> **EXTRACT**
+-------+
# why do i not have permission to create tags??



## SerenavanderWoodsen (Apr 12, 2009)

it says i can then when i save changed it says i dont have permission


----------



## msdevo (Apr 12, 2009)

I asked the same question ans was told that the computer generates then which I do not believe then miraculously the thread disappeared.


----------



## SerenavanderWoodsen (Apr 13, 2009)

msdevo said:


> I asked the same question ans was told that the computer generates then which I do not believe then miraculously the thread disappeared.


 what in the  ,,thats very oddddddd, well obviously the computer does not generate them and its obvious that some people can leave tags,, just wanna know how it works??


----------



## FlowerHair (Apr 13, 2009)

No one has the permission to create tags, only to edit them as far as I understand. What some posters do, is try to find an old tag that is appropriate for the thread and add it. Those old tags come from the time when we were able to create new tags. 

So you're not alone, no one can create new tags... 

That's why you see the "jesus joe get shovel" tag all the time  

When you click on a tag you'll get a list of all the threads with that tag.


----------



## SerenavanderWoodsen (Apr 14, 2009)

FlowerHair said:


> No one has the permission to create tags, only to edit them as far as I understand. What some posters do, is try to find an old tag that is appropriate for the thread and add it. Those old tags come from the time when we were able to create new tags.
> 
> So you're not alone, no one can create new tags...
> 
> ...


 Ohhhh I see, thank you so much,  , that whole thing had me


----------



## dlewis (Apr 14, 2009)

FlowerHair said:


> No one has the permission to create tags, only to edit them as far as I understand. What some posters do, is try to find an old tag that is appropriate for the thread and add it. Those old tags come from the time when we were able to create new tags.
> 
> So you're not alone, no one can create new tags...
> 
> ...



I didn't know that. ummmm


----------



## JustKiya (Apr 14, 2009)

I think you can 'create' a new tag by using the word in the title of the thread - all the words in the title get automatically added as a tag, and then you can reuse that tag on other threads. 

I *think* - I've never actually tried that.


----------
+-------+
> **DATA SHOWN**
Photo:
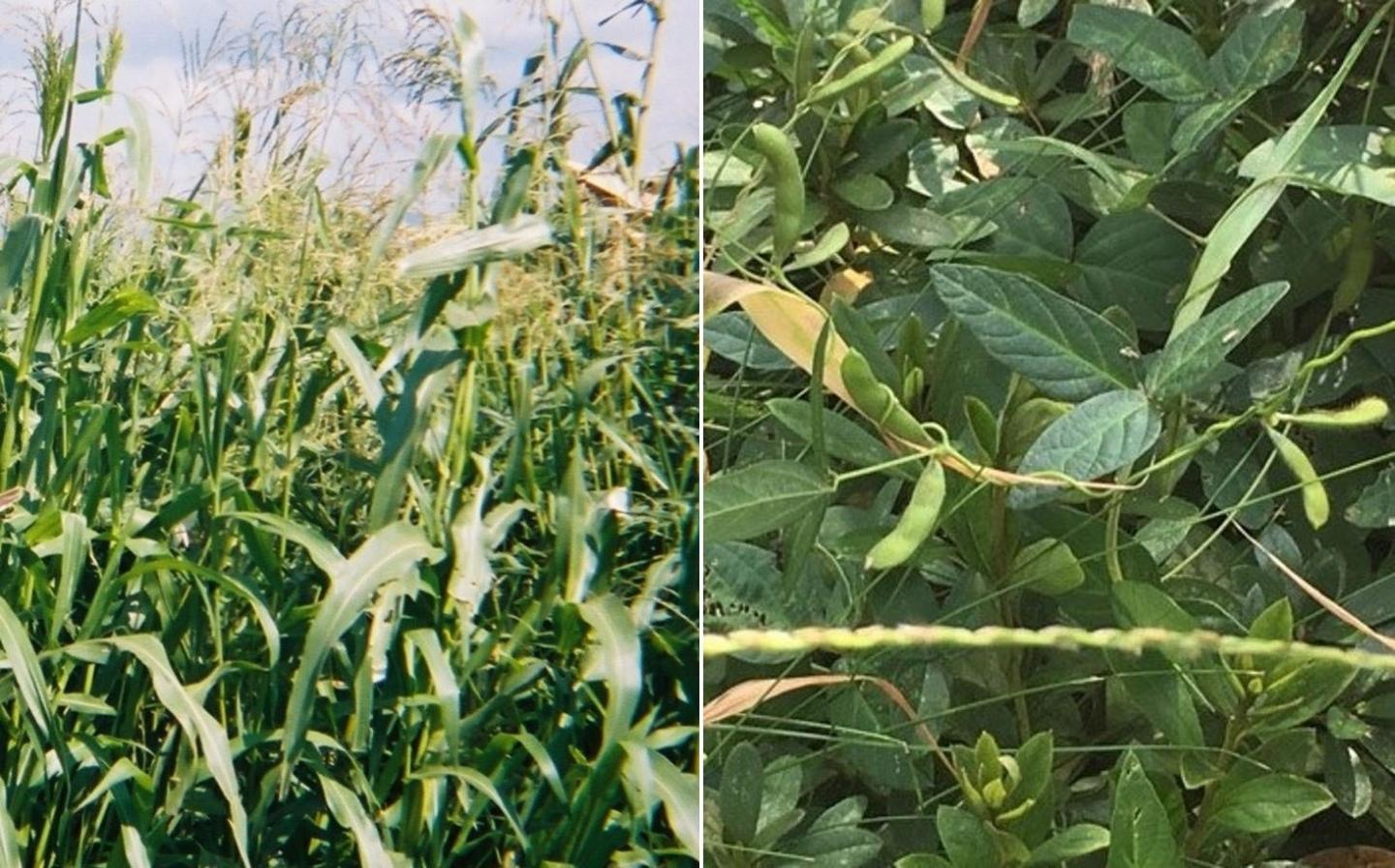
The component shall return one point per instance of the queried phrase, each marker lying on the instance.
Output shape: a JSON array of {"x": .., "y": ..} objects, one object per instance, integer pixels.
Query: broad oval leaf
+-------+
> **PROBLEMS TO SOLVE**
1. In the thread about tags, what happens when you click on a tag?
2. Retype the part of the thread about tags starting with "## msdevo (Apr" and going on through "SerenavanderWoodsen (Apr 13, 2009)".

> **ANSWERS BY TASK**
1. You get a list of all the threads with that tag.

2.
## msdevo (Apr 12, 2009)

I asked the same question ans was told that the computer generates then which I do not believe then miraculously the thread disappeared.


----------



## SerenavanderWoodsen (Apr 13, 2009)